• **Source passage**
December 06, 2007 16:31 ET

Gildan Activewear Announces Fourth Quarter and Full Year Fiscal 2007 Results, and Reconfirms EPS Guidance for Fiscal 2008

MONTREAL, QUEBEC--(Marketwire - Dec. 6, 2007) - Gildan Activewear Inc. (TSX:GIL)(NYSE:GIL) today announced its financial results for its fourth quarter and full fiscal year ended September 30, 2007. The Company also reconfirmed its earnings guidance for its 2008 fiscal year.

Fourth Quarter Sales and Earnings

Gildan reported fourth quarter net earnings of U.S. $40.9 million and diluted EPS of U.S. $0.34, after recording a restructuring charge in the quarter of U.S. $4.9 million after-tax or U.S. $0.04 per share, which was primarily related to the previously announced restructuring of the Company's Canadian, Mexican and U.S. manufacturing facilities. Before reflecting the restructuring charge, adjusted net earnings and adjusted diluted EPS for the fourth quarter of fiscal 2007 amounted to U.S. $45.8 million or U.S. $0.38, up respectively 24.5% and 26.7% from adjusted net earnings of U.S. $36.8 million and adjusted diluted EPS of U.S. $0.30 in the fourth quarter of fiscal 2006. The growth in EPS compared to last year was due to higher gross margins for activewear, continuing growth in activewear unit sales volumes and the impact of income tax recoveries, partially offset by lower activewear selling prices, higher raw material costs and higher selling, general and administrative and depreciation expenses. The impact of the Kentucky Derby Hosiery acquisition was U.S. $0.01 accretive to EPS in the fourth quarter, as the negative impact of consuming high-cost inventories manufactured by external contractors was more than offset by the favourable impact of recognizing the tax benefit of Kentucky Derby Hosiery losses for the full fiscal year.

Entries from a dataset
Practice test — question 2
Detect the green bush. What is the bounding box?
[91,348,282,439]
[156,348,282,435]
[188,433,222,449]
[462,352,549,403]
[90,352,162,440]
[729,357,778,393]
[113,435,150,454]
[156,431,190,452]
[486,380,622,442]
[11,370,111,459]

• **Short problem 1**
Answer these questions using the earnings release:
(a) On what date did the fiscal year covered by the results end?
(b) What net earnings did Gildan report for the fourth quarter?
(c) By how much was the Kentucky Derby Hosiery acquisition accretive to EPS in the fourth quarter?
• **Short problem 2**
Transcribe the earnings release from "December 06, 2007" up to and including "2008 fiscal year.".
The data has no connection to the earnings release.

• **Output 1**
(a) September 30, 2007
(b) U.S. $40.9 million
(c) U.S. $0.01

• **Output 2**
December 06, 2007 16:31 ET

Gildan Activewear Announces Fourth Quarter and Full Year Fiscal 2007 Results, and Reconfirms EPS Guidance for Fiscal 2008

MONTREAL, QUEBEC--(Marketwire - Dec. 6, 2007) - Gildan Activewear Inc. (TSX:GIL)(NYSE:GIL) today announced its financial results for its fourth quarter and full fiscal year ended September 30, 2007. The Company also reconfirmed its earnings guidance for its 2008 fiscal year.